◆ **SET TASK**: In the listing below, convert the lines between the line containing "Where can the tram side panel be seen here?" and the line containing "x=383, y=475", inclusive, into a numbered list with any blank lines omitted.

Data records
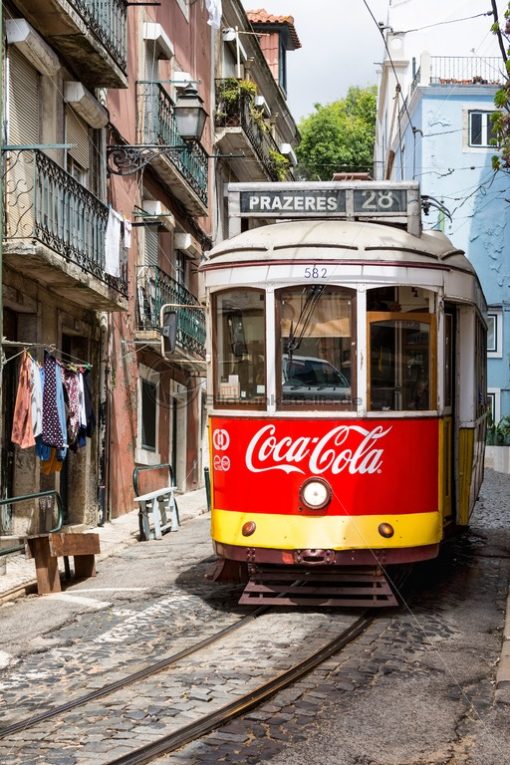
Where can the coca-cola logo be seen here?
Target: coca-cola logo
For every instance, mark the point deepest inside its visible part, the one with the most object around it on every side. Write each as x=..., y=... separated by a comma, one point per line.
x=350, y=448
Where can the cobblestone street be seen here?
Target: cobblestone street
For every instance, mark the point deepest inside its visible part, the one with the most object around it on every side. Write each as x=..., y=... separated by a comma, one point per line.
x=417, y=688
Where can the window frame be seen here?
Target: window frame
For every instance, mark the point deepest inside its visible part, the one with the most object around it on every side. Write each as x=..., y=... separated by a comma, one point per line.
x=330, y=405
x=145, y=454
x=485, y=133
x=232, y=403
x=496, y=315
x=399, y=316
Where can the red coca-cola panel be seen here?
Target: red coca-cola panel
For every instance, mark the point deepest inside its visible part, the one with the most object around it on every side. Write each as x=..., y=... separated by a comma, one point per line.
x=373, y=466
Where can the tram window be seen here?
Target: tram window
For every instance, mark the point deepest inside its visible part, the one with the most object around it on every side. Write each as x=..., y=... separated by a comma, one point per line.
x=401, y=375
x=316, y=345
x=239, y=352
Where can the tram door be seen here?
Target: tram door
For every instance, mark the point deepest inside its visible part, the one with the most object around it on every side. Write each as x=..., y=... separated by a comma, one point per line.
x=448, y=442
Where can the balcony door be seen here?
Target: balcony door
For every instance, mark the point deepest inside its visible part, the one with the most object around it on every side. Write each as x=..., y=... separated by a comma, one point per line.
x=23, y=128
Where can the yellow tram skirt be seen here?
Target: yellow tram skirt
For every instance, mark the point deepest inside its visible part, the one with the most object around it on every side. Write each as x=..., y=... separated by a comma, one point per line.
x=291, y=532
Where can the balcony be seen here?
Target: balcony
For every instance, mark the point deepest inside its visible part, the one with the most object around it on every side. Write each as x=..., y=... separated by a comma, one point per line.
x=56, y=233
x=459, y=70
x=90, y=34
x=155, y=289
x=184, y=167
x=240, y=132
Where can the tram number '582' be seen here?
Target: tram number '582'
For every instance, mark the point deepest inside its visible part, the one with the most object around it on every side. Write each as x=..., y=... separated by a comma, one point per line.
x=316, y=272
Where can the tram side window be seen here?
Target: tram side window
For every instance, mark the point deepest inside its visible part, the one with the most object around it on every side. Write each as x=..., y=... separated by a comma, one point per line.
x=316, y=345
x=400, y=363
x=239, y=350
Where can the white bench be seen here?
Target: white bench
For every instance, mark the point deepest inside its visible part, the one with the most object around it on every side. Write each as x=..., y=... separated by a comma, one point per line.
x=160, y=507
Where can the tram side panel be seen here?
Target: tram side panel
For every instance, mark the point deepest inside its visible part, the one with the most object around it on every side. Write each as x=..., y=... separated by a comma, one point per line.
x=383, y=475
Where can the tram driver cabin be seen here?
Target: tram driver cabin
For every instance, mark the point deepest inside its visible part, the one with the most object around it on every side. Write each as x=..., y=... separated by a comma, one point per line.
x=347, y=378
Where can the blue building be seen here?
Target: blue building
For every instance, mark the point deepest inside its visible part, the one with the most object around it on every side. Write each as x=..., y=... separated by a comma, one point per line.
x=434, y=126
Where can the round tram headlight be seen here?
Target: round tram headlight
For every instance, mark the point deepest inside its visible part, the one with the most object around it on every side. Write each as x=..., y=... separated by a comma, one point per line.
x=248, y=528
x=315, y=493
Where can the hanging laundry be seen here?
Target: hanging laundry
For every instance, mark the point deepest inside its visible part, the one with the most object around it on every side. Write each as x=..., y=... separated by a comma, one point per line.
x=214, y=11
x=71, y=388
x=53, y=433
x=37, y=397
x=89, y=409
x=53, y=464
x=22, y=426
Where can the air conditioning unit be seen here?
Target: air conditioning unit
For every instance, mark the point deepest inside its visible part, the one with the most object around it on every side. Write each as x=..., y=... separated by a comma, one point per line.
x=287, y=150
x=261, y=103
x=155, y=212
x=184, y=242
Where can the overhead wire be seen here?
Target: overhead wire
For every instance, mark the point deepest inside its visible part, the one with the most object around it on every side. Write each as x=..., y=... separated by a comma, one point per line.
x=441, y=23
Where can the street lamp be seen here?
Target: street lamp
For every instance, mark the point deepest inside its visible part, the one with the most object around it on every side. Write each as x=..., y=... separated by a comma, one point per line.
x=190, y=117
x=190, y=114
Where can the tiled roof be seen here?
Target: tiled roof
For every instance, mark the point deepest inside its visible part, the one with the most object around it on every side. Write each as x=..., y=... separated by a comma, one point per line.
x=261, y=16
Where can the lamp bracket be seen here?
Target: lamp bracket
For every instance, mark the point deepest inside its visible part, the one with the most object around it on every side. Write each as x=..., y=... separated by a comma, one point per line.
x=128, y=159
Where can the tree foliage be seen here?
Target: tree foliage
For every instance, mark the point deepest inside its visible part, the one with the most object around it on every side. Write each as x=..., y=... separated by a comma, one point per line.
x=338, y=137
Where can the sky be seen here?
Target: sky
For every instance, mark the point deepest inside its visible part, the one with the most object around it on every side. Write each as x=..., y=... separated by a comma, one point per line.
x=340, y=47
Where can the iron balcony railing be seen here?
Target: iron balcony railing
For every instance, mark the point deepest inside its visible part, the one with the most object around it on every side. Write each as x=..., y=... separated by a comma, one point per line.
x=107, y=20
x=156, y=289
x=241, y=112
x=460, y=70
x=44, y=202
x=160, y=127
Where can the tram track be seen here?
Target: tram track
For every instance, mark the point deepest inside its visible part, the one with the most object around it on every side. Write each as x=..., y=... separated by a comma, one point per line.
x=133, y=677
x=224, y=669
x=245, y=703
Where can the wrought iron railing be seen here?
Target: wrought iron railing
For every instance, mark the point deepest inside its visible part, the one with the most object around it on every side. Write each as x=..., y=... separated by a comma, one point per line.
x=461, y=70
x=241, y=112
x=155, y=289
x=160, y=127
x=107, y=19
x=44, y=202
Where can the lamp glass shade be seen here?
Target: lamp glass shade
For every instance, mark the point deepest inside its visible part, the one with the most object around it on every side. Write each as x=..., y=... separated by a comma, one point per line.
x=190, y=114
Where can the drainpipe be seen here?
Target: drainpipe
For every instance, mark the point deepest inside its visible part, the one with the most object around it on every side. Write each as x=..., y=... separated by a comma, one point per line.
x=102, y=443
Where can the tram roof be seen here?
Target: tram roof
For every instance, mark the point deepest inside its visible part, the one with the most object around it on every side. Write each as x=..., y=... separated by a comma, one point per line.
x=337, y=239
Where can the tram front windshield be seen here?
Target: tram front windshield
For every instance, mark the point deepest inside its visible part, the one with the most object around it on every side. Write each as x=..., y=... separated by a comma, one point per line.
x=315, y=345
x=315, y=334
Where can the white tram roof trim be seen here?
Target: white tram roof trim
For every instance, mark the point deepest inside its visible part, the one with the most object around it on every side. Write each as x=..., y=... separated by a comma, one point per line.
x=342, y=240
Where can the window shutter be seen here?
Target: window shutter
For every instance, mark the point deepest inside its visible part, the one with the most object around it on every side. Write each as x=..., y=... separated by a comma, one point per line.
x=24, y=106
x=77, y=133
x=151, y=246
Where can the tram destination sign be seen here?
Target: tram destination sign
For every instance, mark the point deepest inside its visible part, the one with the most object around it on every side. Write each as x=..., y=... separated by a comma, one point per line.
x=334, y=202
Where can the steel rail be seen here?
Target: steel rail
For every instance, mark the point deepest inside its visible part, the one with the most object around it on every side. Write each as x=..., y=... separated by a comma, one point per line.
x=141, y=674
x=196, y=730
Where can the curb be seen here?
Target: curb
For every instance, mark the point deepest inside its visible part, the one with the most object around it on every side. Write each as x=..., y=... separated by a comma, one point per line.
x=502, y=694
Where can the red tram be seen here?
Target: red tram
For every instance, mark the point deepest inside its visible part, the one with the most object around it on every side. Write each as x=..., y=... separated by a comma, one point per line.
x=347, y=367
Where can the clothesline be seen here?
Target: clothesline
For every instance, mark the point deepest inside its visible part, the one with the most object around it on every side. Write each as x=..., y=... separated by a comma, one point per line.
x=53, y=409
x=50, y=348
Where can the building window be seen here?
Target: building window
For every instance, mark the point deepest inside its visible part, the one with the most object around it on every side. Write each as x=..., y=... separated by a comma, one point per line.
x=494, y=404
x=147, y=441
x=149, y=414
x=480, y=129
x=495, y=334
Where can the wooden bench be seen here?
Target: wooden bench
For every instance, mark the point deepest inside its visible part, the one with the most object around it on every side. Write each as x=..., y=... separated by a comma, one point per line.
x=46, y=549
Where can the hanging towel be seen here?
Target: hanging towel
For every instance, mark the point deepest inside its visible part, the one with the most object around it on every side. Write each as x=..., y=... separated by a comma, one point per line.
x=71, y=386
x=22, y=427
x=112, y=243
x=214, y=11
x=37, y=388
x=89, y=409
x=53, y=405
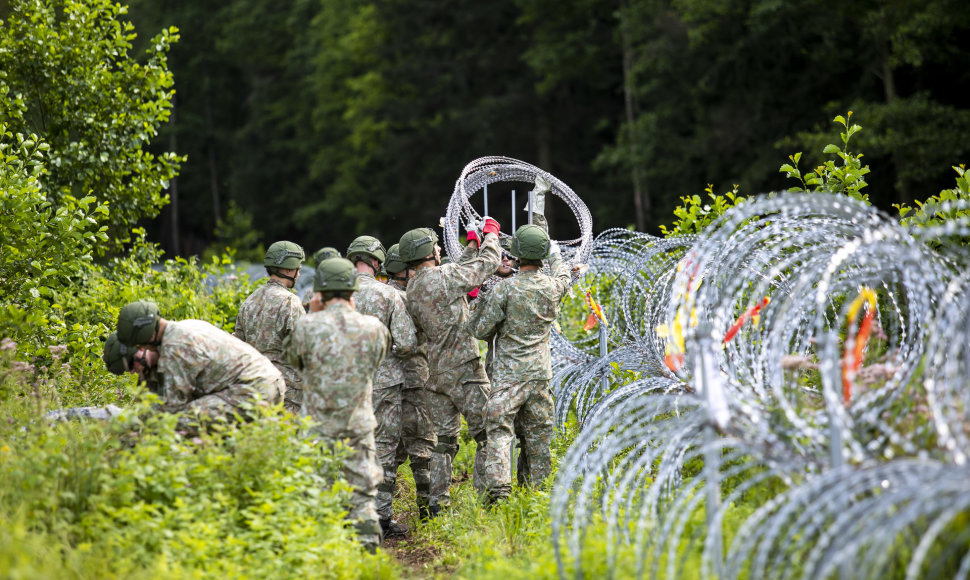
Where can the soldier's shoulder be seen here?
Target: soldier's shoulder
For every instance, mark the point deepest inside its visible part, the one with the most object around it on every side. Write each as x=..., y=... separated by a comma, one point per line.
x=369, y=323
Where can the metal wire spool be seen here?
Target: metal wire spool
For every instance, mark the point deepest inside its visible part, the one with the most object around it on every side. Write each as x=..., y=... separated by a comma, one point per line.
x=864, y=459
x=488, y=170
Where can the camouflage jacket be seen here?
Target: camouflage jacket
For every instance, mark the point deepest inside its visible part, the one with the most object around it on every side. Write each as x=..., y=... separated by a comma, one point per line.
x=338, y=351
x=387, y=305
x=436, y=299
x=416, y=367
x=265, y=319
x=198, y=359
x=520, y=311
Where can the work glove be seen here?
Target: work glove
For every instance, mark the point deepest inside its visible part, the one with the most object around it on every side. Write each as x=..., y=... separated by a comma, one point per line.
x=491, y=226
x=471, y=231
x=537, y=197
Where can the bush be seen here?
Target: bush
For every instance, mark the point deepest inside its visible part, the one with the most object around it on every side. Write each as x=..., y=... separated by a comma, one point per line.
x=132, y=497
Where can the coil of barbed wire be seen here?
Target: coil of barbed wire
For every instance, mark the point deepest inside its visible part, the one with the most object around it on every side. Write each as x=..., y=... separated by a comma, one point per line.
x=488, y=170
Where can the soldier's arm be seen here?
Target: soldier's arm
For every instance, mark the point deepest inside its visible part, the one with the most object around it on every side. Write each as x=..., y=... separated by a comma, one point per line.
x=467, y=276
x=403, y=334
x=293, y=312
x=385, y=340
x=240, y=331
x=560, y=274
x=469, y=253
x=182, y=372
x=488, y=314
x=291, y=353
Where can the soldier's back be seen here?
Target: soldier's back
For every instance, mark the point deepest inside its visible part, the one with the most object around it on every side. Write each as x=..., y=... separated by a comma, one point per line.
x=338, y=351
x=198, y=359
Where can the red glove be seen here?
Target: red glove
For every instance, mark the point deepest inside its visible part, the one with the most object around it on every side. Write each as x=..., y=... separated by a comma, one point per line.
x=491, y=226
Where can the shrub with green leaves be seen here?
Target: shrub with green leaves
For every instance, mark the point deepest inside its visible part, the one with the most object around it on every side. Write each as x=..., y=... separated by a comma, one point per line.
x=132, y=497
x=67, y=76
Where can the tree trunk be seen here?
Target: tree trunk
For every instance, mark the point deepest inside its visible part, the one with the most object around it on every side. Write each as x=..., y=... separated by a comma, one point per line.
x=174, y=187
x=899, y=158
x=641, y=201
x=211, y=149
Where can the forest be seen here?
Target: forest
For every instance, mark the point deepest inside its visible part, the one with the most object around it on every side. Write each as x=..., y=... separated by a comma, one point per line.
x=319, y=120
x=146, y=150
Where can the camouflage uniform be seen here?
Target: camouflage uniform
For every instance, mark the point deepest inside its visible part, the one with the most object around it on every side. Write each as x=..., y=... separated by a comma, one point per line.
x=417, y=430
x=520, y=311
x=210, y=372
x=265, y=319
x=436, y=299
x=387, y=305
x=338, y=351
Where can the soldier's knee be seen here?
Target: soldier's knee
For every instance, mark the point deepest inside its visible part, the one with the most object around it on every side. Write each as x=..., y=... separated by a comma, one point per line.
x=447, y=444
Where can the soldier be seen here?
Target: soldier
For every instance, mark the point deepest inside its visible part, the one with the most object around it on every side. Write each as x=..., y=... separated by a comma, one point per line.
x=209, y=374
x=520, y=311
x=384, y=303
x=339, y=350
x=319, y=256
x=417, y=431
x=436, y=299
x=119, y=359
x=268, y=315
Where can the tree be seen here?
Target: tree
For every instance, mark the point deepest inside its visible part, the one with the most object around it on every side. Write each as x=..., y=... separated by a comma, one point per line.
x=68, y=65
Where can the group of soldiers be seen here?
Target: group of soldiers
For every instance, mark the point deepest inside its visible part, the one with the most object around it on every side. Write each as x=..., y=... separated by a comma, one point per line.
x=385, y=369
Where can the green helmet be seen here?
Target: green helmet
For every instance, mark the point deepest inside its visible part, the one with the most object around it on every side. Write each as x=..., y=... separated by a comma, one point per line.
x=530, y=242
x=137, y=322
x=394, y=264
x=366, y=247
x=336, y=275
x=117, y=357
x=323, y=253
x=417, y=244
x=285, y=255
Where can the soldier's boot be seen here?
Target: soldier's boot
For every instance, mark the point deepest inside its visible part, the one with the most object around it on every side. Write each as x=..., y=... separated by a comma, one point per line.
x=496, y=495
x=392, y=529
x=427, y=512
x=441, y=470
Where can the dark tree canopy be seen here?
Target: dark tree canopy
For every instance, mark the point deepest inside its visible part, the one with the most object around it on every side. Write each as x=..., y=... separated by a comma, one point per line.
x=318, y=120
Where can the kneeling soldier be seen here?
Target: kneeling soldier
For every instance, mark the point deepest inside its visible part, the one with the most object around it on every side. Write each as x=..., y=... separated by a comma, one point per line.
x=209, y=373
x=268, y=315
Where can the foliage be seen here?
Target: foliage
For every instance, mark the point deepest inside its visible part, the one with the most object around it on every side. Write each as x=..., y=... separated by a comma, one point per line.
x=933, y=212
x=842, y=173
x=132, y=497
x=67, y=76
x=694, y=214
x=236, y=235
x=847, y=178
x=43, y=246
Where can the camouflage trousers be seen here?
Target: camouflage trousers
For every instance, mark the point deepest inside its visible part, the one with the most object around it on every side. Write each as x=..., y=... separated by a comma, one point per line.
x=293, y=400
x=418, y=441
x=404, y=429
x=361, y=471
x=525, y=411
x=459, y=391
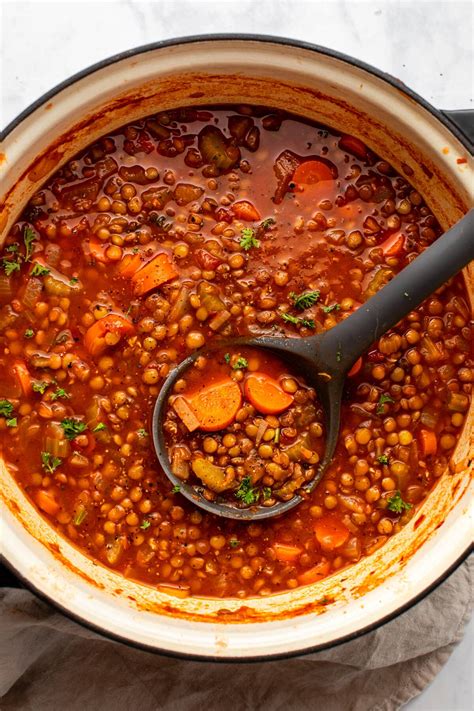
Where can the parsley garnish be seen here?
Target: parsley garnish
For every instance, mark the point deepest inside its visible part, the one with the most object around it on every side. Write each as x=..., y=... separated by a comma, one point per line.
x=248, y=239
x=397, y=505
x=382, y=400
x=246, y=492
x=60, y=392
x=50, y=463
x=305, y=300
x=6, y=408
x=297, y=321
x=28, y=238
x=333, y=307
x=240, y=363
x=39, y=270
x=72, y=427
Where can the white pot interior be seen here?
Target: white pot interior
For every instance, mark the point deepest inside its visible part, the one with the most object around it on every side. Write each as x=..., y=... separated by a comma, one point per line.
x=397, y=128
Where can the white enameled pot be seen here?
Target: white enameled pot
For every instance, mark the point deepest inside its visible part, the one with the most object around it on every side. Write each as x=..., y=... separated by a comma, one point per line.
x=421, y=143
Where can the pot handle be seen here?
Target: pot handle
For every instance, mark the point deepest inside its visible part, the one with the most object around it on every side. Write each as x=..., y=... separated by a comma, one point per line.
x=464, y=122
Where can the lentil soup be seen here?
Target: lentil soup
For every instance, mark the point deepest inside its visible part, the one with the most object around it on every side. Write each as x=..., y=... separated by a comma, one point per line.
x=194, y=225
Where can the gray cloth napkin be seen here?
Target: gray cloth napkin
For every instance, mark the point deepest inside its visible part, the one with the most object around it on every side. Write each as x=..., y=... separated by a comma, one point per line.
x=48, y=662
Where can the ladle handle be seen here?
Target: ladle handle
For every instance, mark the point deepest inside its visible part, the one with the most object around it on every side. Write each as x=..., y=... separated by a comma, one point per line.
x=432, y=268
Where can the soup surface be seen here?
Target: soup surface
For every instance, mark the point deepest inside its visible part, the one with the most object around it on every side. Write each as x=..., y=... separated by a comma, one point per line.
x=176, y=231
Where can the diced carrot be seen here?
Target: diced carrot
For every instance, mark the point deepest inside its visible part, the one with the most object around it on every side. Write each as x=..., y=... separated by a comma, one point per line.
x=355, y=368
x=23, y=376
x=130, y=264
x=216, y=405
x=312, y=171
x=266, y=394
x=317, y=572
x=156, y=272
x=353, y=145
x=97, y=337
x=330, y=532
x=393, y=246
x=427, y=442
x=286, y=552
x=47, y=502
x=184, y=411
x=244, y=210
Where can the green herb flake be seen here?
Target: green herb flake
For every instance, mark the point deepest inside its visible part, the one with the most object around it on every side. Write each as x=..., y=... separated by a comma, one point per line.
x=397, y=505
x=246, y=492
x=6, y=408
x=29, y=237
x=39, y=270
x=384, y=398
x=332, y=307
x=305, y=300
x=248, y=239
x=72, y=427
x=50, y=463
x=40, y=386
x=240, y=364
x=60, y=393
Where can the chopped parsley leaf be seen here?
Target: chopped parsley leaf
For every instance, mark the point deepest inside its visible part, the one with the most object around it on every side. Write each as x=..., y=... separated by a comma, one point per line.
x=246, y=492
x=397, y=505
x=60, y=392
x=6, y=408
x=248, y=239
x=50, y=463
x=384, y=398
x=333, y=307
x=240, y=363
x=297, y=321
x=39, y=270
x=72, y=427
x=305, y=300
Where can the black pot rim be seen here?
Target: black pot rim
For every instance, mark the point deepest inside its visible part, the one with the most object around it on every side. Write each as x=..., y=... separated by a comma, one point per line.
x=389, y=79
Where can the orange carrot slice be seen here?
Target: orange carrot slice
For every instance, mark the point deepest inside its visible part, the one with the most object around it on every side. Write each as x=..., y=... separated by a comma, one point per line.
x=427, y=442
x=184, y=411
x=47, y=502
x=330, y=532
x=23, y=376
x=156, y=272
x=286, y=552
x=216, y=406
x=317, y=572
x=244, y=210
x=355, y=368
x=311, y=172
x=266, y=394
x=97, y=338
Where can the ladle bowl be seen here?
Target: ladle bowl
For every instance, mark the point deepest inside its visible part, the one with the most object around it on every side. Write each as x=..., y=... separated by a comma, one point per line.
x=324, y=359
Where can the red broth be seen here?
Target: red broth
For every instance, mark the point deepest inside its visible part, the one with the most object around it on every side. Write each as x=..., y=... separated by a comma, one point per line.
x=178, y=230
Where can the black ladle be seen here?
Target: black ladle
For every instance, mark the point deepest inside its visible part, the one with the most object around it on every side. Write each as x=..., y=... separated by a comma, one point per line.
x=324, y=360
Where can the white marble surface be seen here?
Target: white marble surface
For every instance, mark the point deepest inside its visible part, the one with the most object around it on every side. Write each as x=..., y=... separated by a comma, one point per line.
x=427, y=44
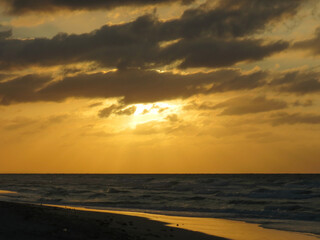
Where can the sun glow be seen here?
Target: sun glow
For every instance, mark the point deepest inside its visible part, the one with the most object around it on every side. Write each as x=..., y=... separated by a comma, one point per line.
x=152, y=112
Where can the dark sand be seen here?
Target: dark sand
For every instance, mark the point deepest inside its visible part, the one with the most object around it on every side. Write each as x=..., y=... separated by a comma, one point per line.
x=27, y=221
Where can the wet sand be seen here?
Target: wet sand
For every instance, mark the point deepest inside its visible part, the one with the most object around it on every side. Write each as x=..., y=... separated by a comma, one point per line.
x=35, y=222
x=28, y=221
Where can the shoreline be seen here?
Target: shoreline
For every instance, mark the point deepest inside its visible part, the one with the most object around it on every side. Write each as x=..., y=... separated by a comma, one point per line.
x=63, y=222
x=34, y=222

◆ **RESULT FOR THIS EXERCISE**:
1. Where can the tram side panel be seen here?
2. Target: tram side panel
3. For every instance, mark the point deepest inside its visible part, the one with the most object around it on every side. Write each as x=..., y=... separated by a comma, one point per line.
4. x=383, y=475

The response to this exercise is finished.